Given problem |
Reproduce every line of the records below in full, requests included, and shift each coordinate in the answers by adding 91 to it. Leave the numbers in the requests and in their format samples unchanged.
--- BEGIN Record set ---
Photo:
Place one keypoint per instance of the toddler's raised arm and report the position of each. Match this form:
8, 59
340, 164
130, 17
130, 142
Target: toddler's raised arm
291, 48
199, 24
--- END Record set ---
The completed task |
Photo:
Place one keypoint per instance of the toddler's raised arm and report the position of each. Match this form:
8, 59
340, 164
130, 17
130, 142
Target: toddler's raised arm
382, 139
290, 115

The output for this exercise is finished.